··· WORKING DATA ···
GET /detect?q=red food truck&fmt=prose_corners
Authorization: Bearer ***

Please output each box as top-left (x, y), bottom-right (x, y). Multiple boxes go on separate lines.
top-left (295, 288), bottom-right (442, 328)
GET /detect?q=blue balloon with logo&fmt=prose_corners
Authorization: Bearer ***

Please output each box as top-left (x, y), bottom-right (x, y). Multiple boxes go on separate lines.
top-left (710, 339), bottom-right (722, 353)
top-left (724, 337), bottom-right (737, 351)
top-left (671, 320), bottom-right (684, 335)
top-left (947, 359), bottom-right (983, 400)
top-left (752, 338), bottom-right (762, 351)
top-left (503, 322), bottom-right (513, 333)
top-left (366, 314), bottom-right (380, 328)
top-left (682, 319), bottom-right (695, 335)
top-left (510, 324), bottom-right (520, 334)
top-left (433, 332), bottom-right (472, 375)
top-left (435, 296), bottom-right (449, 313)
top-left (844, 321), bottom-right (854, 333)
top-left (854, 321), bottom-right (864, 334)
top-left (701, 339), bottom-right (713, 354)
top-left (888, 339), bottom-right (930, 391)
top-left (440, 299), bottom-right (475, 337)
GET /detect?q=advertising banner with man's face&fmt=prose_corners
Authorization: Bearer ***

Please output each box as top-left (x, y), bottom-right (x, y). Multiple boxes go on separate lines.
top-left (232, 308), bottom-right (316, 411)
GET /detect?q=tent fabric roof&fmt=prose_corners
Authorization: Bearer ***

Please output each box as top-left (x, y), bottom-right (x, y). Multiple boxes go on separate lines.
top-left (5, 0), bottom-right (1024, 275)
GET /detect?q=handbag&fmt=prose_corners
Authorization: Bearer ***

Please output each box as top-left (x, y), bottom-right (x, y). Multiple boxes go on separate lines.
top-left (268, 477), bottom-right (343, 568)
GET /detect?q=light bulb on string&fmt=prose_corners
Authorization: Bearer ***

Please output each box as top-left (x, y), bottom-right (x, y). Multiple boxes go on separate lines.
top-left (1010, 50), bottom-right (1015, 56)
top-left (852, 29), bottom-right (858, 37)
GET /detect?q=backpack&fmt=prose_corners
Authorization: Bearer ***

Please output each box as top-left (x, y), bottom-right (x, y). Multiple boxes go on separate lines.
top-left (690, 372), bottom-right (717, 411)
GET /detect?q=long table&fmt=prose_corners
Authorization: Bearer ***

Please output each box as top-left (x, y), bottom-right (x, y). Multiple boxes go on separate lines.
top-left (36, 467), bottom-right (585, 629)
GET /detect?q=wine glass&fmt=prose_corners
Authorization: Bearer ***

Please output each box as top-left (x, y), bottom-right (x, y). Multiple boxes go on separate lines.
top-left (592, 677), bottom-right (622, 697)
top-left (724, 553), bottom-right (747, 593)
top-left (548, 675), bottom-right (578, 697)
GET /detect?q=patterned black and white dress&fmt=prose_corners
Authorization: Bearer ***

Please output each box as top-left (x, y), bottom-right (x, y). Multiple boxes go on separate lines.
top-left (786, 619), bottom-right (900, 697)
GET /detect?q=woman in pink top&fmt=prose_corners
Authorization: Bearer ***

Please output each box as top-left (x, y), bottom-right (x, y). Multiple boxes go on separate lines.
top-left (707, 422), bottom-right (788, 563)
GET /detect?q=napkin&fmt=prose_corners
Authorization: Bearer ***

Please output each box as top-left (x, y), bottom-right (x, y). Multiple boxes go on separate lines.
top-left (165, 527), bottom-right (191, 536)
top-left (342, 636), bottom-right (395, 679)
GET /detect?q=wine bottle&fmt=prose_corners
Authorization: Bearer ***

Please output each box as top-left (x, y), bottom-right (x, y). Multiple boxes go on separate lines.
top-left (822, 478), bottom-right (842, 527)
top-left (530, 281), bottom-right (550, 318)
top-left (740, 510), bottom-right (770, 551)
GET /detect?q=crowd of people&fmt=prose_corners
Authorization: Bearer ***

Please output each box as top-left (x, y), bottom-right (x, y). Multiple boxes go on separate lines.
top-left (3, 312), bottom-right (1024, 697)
···
_BRIEF:_
Word for word, copy out all the data given above.

_RESPONSE FOR THIS EXERCISE:_
GET /detect?q=red food truck&fmt=prose_corners
Authorization: Bearer ***

Please output each box as top-left (x, y), bottom-right (x, y). Multiple boxes go on separate lines.
top-left (295, 288), bottom-right (442, 328)
GET /detect?q=blue balloon with logo&fmt=prose_corners
Authorization: Bearer ***

Please output each box as top-left (x, y), bottom-right (x, y). Multiple boxes go on separate lines.
top-left (710, 339), bottom-right (722, 353)
top-left (724, 337), bottom-right (737, 351)
top-left (671, 320), bottom-right (684, 335)
top-left (947, 359), bottom-right (983, 400)
top-left (752, 338), bottom-right (762, 351)
top-left (503, 322), bottom-right (513, 333)
top-left (366, 314), bottom-right (380, 328)
top-left (682, 319), bottom-right (695, 335)
top-left (510, 324), bottom-right (520, 334)
top-left (433, 332), bottom-right (472, 375)
top-left (435, 296), bottom-right (449, 313)
top-left (844, 321), bottom-right (854, 333)
top-left (854, 321), bottom-right (864, 334)
top-left (701, 339), bottom-right (713, 354)
top-left (888, 339), bottom-right (930, 391)
top-left (440, 299), bottom-right (475, 337)
GET /detect?q=advertising banner with man's face&fmt=prose_corners
Authorization: Bearer ***

Please output each box as top-left (x, y), bottom-right (x, y). Multiple boxes go on separate lines.
top-left (232, 308), bottom-right (316, 411)
GET /detect?q=tent fabric roof&fmt=prose_corners
Authorization: Bearer ***

Please output each box as top-left (x, y), bottom-right (x, y). Multiple boxes go on separate lines.
top-left (5, 0), bottom-right (1024, 275)
GET /detect?q=handbag&fmt=prose_corners
Authorization: Bearer ***

Please output each box as top-left (x, y), bottom-right (x, y). Multiple boxes go on separate lines.
top-left (268, 477), bottom-right (343, 568)
GET /detect?q=light bulb on string&fmt=prose_corners
Authorization: Bearer ***

Please output each box as top-left (x, y), bottom-right (x, y). Multiple boxes go on separate lines.
top-left (1010, 50), bottom-right (1015, 56)
top-left (852, 29), bottom-right (858, 37)
GET /detect?q=backpack&fmt=prose_corners
Authorization: Bearer ***

Please output each box as top-left (x, y), bottom-right (x, y). Multiple boxes go on separate lines.
top-left (690, 372), bottom-right (717, 411)
GET /detect?q=long table&fmt=prose_corners
Authorization: Bearer ***

Please output each box as top-left (x, y), bottom-right (x, y). Multiple boxes go on separate lines.
top-left (36, 467), bottom-right (585, 629)
GET /detect?q=wine glass&fmt=prose_corners
Authorization: Bearer ***

Please output each box as top-left (x, y), bottom-right (x, y). Multiple boxes go on separate lines.
top-left (592, 677), bottom-right (622, 697)
top-left (724, 553), bottom-right (747, 593)
top-left (548, 675), bottom-right (578, 697)
GET /detect?q=patterned black and white dress&fmt=prose_corners
Authorization: Bearer ***

Please output each box as top-left (x, y), bottom-right (x, y). Multiple boxes go on separate lines.
top-left (786, 619), bottom-right (900, 697)
GET /detect?q=woman in pink top&fmt=prose_corners
Authorization: Bearer ***

Please output each box as top-left (x, y), bottom-right (x, y). Multiple boxes go on separate lines.
top-left (707, 422), bottom-right (788, 563)
GET /detect?q=napkin&fmt=prose_corners
Authorization: Bearer ***

Please output each box as top-left (x, y), bottom-right (x, y). Multiple boxes go on separate lines.
top-left (165, 527), bottom-right (191, 536)
top-left (342, 636), bottom-right (395, 679)
GET /detect?q=wine bottle&fmt=prose_corners
Authorization: Bearer ***

Please output each box as top-left (x, y), bottom-right (x, y). Multiple boxes go on separate lines.
top-left (822, 478), bottom-right (842, 527)
top-left (530, 281), bottom-right (550, 318)
top-left (740, 510), bottom-right (770, 551)
GET /detect?q=crowd of people&fmt=prose_corners
Authorization: Bearer ***

Please output each box as top-left (x, y), bottom-right (x, y). Multiple boxes go on separate lines.
top-left (3, 312), bottom-right (1024, 697)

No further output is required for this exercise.